**Job 1:** Using the blog entry below, explain in one to three sentences why the writer is doing a junior colleague's duties.

--- START Source text ---

I suppose we're all guilty of this to some extent.  The English tend to think of the west of Ireland as a cross between Middle Earth and Cornwall.  The truth, I can tell you from family experience, is rather more prosaic: ill-fitting jeans on ill-fitting buttocks, sat in Hiace vans outside supermarkets, and drizzle...plenty of drizzle.





Thursday 24 April 2014

When the going gets stuffed

The pressure's on chez-work at the mo.  One of my junior colleagues has gone on a pre-nuptial bender with six-dozen of his closest male friends.  They've jetted off to eastern Europe for this sojourn - naturally.  Haven't the huddled masses of Slovakia suffered enough ferrkrissakes?  So while he's away chugging rubbing alcohol and getting his chin tattooed, I'm having to perform his duties.

--- END Source text ---
--- START Stored rows ---

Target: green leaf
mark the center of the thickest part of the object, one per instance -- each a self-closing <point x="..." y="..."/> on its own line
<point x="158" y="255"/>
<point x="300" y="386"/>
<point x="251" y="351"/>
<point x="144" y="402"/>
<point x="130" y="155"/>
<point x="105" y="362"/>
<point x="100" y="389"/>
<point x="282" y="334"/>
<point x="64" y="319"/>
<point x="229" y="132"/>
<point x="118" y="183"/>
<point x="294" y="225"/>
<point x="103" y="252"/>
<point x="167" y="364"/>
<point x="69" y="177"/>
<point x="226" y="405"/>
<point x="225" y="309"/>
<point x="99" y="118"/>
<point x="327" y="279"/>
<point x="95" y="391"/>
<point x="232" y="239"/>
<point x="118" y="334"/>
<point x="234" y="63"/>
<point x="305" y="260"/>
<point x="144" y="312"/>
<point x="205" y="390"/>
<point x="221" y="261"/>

--- END Stored rows ---

**Job 2:** In the records above, substitute "yellow leaf" for "green leaf" and leave everything else unchanged.

**Expected answer 1:** The junior colleague has gone to eastern Europe on a pre-nuptial bender with six-dozen of his closest male friends. While he is away, the writer has to perform his duties.

**Expected answer 2:**
Target: yellow leaf
mark the center of the thickest part of the object, one per instance -- each a self-closing <point x="..." y="..."/> on its own line
<point x="158" y="255"/>
<point x="300" y="386"/>
<point x="251" y="351"/>
<point x="144" y="402"/>
<point x="130" y="155"/>
<point x="105" y="362"/>
<point x="100" y="389"/>
<point x="282" y="334"/>
<point x="64" y="319"/>
<point x="229" y="132"/>
<point x="118" y="183"/>
<point x="294" y="225"/>
<point x="103" y="252"/>
<point x="167" y="364"/>
<point x="69" y="177"/>
<point x="226" y="405"/>
<point x="225" y="309"/>
<point x="99" y="118"/>
<point x="327" y="279"/>
<point x="95" y="391"/>
<point x="232" y="239"/>
<point x="118" y="334"/>
<point x="234" y="63"/>
<point x="305" y="260"/>
<point x="144" y="312"/>
<point x="205" y="390"/>
<point x="221" y="261"/>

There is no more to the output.